**Exercise objective:**
Convert the data below into a Markdown table with the columns Number and Text, giving each line a row number and omitting blank lines. Begin at the line that contains "Flag the door" and stop after the line that contains "108, 582, 153]]".

**Information shown:**
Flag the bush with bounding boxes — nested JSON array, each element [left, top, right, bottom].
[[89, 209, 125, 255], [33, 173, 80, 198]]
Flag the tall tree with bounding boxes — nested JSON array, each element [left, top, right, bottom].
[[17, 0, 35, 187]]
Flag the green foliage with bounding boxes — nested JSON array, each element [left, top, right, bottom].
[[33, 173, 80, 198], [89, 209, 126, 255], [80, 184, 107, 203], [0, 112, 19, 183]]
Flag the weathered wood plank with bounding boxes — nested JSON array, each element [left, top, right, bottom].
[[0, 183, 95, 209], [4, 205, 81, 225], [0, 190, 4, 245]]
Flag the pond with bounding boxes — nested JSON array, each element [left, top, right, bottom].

---

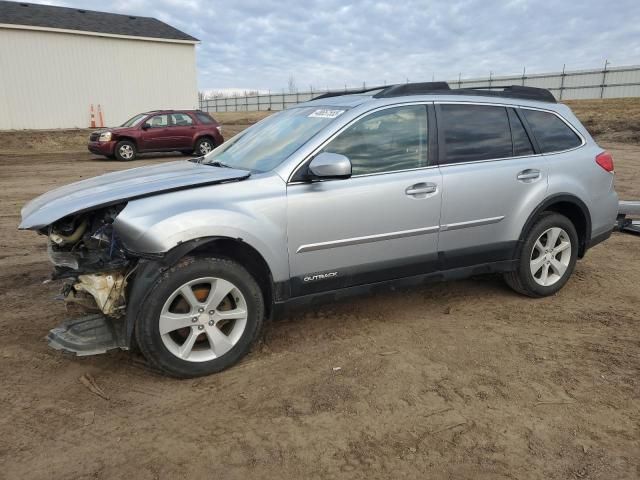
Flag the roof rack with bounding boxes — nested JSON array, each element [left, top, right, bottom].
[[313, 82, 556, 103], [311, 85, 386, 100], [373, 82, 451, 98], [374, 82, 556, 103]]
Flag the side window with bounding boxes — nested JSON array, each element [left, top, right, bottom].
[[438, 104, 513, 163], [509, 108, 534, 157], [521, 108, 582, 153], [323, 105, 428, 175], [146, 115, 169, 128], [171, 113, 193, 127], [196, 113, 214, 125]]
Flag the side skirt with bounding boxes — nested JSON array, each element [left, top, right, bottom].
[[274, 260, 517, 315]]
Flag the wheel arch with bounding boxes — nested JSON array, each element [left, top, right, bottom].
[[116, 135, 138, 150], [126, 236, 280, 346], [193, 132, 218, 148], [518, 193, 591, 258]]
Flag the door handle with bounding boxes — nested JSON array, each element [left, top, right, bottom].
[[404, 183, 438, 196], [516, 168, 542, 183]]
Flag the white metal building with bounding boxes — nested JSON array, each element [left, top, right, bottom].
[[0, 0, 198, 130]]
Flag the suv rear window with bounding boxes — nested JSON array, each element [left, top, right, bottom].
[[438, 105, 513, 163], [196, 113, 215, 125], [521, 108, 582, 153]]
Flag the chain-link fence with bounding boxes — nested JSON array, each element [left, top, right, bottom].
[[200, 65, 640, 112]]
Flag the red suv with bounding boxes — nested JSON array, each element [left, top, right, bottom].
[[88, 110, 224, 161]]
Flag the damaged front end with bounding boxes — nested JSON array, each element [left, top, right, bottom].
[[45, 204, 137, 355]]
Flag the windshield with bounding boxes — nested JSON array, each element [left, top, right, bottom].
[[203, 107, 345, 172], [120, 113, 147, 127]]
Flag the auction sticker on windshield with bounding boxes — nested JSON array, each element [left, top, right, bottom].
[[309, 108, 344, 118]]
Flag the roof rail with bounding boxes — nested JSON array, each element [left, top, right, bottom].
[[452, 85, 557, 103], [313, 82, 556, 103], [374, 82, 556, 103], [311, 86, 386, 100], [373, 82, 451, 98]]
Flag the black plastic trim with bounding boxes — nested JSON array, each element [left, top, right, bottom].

**Exercise result:**
| Number | Text |
|---|---|
| 1 | Flag the door handle with bounding boxes — nested JSON array, each element [left, top, right, bottom]. |
| 2 | [[404, 183, 438, 196], [516, 168, 542, 183]] |
| 3 | Flag the white metal building with bounding boxes — nested JSON array, each element [left, top, right, bottom]. |
| 4 | [[0, 0, 198, 130]] |
| 5 | Flag the suv rear window with bounding boxes — nested JSON array, each element [left, top, right, bottom]. |
| 6 | [[438, 105, 513, 163], [196, 113, 215, 125], [521, 108, 582, 153]] |